Count the lines in the listing below that contain the string "wheel", treating uppercase and lowercase letters as different. Reply with the number alone.
---- Data supplied
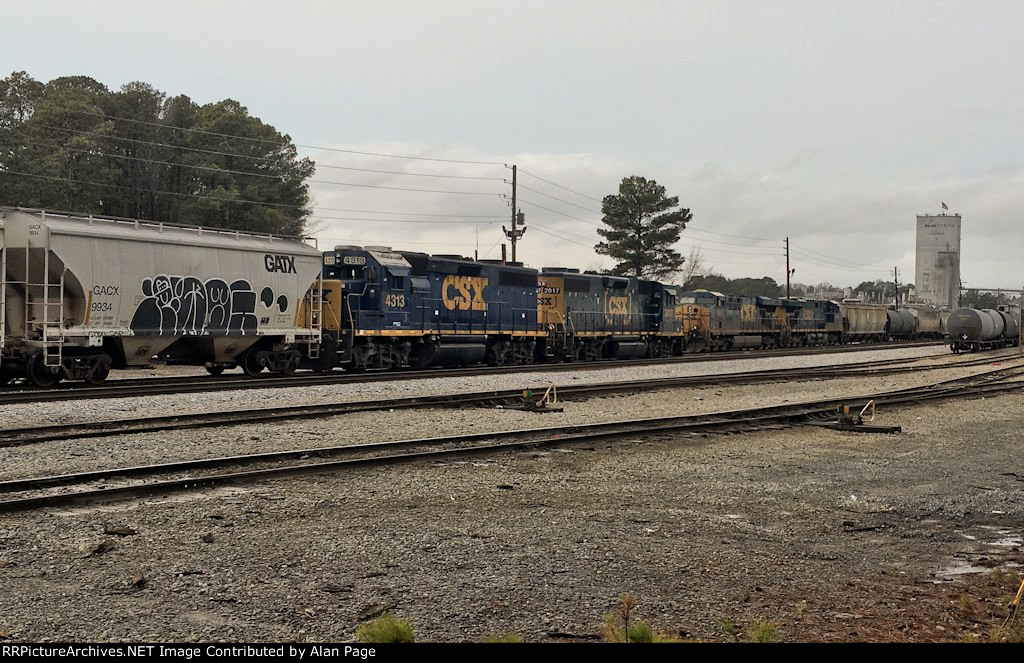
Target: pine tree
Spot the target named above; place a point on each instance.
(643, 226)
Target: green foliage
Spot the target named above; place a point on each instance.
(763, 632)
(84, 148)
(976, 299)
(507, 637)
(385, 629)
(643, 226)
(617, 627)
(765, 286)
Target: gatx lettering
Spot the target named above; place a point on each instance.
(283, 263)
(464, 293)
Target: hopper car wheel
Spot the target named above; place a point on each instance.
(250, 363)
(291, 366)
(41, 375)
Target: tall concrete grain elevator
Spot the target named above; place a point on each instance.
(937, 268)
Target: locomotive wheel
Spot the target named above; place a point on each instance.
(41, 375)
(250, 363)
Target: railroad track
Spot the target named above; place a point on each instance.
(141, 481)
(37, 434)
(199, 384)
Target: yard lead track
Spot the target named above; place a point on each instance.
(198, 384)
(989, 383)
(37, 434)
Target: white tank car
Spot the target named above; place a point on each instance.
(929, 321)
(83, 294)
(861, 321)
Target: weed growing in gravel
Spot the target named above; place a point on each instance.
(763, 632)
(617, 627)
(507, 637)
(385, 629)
--------
---- Data supplied
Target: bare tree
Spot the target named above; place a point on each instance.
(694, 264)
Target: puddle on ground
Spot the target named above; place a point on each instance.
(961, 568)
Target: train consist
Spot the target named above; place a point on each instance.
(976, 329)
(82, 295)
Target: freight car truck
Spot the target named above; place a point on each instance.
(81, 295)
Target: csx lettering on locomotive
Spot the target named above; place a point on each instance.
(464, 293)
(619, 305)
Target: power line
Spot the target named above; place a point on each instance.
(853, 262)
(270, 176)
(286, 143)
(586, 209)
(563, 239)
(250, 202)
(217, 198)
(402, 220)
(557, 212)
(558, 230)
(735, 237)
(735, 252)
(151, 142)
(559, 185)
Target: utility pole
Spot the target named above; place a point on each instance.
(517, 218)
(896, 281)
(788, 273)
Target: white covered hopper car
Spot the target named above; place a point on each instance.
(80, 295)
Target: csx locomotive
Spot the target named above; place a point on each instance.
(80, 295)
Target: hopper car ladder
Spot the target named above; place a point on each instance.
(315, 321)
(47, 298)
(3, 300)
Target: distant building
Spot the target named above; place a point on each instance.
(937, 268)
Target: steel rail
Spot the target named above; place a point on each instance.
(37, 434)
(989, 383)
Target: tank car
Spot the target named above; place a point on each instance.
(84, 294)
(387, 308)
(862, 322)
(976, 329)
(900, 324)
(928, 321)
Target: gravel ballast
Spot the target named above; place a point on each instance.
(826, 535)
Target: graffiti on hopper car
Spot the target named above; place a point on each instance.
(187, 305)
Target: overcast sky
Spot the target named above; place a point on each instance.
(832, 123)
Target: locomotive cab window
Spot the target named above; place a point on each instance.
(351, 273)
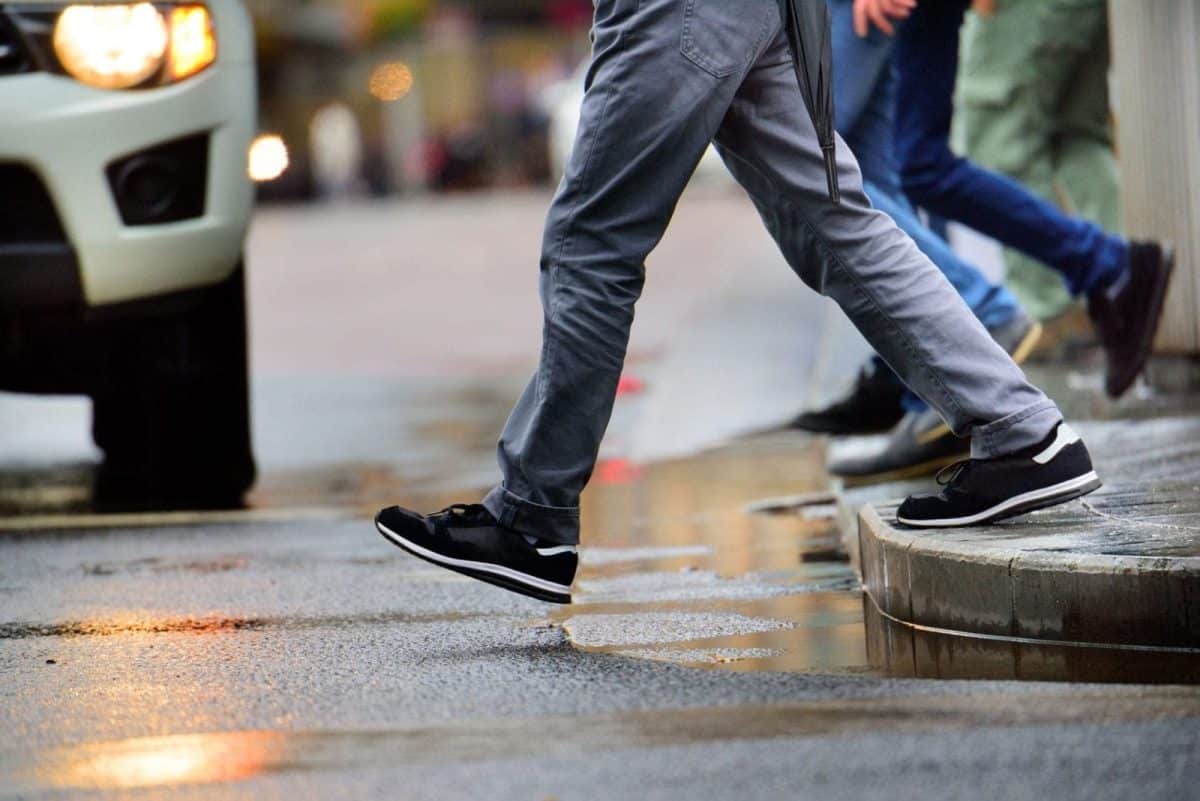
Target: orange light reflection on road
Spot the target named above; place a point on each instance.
--------
◆ Finished exercise ◆
2